■ Source text ■

*** Begin section ***

She said she had already spoken to colleagues and friends at the Steve Biko Academic Hospital last week about their experiences with the vaccine

The most important thing, she said, was for her to protect not only herself and patients, but also her family who she had already unknowingly infected.

Chauke-Adetula said she tested positive shortly after the initial influx of patients with Covid-19 started to arrive at the hospital. After a weekend off, she ended up infecting her mother, husband and two children.

“I spent three weeks in the hospital, and to make matters worse, I infected my mother who has a lot of co-morbidities; so getting this vaccine is very important as I don’t want to go through that ordeal again.

“When my mother first heard of the vaccines she told me not to visit her until I had been vaccinated. So I have registered and will wait to hear when I can come and get my dose.”

Another nurse Margaret Modutoane, stationed at the accident and emergency unit at the Dr George Mukhari was vaccinated this week and said she was happy.

She said considering that she dealt with a high number of patients who came in at the worst stage of the virus, she was relieved to finally have some form of protection against it.

“Most of my fellow staff members are waiting for me to get vaccinated and to sort of give them that push and that is why I came here, I have no doubts about it at all.”

*** End section ***

■ Extracted material ■
*** Begin section ***

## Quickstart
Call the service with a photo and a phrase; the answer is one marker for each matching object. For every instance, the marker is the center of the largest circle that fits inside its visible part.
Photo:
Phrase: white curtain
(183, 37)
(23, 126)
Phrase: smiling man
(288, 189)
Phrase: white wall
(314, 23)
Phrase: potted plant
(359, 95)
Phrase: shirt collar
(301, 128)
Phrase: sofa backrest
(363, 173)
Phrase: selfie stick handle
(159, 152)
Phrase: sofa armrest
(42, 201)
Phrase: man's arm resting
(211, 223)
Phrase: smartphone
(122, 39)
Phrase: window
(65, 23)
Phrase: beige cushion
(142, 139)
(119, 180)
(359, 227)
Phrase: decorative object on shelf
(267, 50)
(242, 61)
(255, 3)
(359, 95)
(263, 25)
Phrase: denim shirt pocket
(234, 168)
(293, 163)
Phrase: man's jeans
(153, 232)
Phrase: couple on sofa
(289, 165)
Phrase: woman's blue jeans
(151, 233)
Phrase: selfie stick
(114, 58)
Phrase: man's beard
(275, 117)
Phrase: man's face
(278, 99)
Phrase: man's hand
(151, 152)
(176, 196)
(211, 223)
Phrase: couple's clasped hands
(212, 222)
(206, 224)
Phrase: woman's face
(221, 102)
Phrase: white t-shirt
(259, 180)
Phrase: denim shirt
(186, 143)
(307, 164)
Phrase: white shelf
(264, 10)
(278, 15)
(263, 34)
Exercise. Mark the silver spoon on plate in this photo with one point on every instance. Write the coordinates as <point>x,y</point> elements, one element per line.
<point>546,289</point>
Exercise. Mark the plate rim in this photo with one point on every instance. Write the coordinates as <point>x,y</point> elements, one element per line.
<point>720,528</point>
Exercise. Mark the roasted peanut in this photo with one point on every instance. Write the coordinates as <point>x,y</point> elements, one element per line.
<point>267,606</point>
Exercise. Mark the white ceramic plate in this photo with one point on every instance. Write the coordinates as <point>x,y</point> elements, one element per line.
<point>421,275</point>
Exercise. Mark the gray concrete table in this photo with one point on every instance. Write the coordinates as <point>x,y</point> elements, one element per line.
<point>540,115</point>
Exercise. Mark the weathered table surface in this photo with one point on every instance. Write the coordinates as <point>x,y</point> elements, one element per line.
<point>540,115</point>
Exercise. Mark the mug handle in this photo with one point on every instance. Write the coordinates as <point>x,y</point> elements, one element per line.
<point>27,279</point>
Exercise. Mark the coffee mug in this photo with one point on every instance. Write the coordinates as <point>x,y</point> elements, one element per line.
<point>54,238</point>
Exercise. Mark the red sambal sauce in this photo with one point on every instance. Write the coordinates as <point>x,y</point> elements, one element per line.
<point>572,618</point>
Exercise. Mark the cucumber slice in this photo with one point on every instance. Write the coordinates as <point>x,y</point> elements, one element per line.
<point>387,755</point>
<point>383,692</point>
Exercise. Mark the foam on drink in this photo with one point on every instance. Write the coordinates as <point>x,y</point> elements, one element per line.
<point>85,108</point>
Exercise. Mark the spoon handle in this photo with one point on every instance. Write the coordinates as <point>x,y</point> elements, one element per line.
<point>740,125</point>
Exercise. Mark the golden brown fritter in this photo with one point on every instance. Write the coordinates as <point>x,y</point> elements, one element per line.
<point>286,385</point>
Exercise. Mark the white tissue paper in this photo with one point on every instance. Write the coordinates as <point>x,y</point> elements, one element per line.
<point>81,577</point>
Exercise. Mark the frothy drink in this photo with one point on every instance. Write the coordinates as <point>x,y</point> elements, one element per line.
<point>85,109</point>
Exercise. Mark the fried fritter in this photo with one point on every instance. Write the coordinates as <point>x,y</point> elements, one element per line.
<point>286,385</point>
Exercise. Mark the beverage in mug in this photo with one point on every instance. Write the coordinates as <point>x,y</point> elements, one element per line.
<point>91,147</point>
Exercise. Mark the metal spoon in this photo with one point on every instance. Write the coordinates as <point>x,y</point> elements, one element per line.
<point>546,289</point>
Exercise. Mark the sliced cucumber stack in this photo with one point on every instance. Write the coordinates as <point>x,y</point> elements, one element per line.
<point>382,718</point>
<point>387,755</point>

*** End section ***

■ Problem 1 ■
Return the passage of the article on nurses and the Covid-19 vaccine starting at "Chauke-Adetula said she" and ending at "she was happy.", word for word.
■ Problem 2 ■
Resume the article on nurses and the Covid-19 vaccine, picking up after its last sentence.
The listing has no connection to the article on nurses and the Covid-19 vaccine.

■ Output 1 ■
Chauke-Adetula said she tested positive shortly after the initial influx of patients with Covid-19 started to arrive at the hospital. After a weekend off, she ended up infecting her mother, husband and two children.

“I spent three weeks in the hospital, and to make matters worse, I infected my mother who has a lot of co-morbidities; so getting this vaccine is very important as I don’t want to go through that ordeal again.

“When my mother first heard of the vaccines she told me not to visit her until I had been vaccinated. So I have registered and will wait to hear when I can come and get my dose.”

Another nurse Margaret Modutoane, stationed at the accident and emergency unit at the Dr George Mukhari was vaccinated this week and said she was happy.

■ Output 2 ■
Speaking at the official opening of the vaccination station, Deputy Minister of Health Dr Joe Phaahla urged medical professionals to register for vaccination. The site is the fourth in the province.

Phaahla, who was with MEC for Health Nomathemba Mokgethi, was among the first people to get the jab at the hospital.

Following the brief observation period being vaccinated, he said although he was anxious about the whole procedure he was in much higher spirits and was yet to experience any side-effects.

He said he had also been comforted by the fact that Mokgethi, who received her shot at the Chris Hani Baragwanath Hospital two weeks ago, had not experienced any severe side effects.

“I must admit that I was very anxious, but the MEC assured me that after inoculation she didn’t feel anything like dizziness, fever and other mild side effects. We just don’t want to mislead people that we will all react the same way.

“With all vaccinations and medications from time to time, we react differently even if you haven’t had a reaction before because this is a new substance to deal with this virus.”

Despite this caution, Phaahla said that the vaccines were safe and had been tested, but took the opportunity to urge medical professionals to register themselves to get vaccinated.

The opening of the George Mukhari Academic Hospital and the Charlotte Maxeke vaccination sites bring the total number of vaccination sites in the province to four.

The first two to be opened were the Steve Biko Academic Hospital in Tshwane and Chris Hani Baragwanath on February 17.

Mokgethi said although in the beginning the sites usually started off slowly due to registration and internet problems the following day in most cases went even better.

According to Mokgethi, the province had managed to inoculate and use all the doses allocated, along with the additional 3 000 doses sent to the Steve Biko Hospital.

She added that both sites had managed to finish vaccinations within just nine days ahead of the 14-day target set.

“I’m very happy and appreciative to all the vaccinators for putting in the long hours, making sure everyone that is registered and has a voucher is able to access the vaccination.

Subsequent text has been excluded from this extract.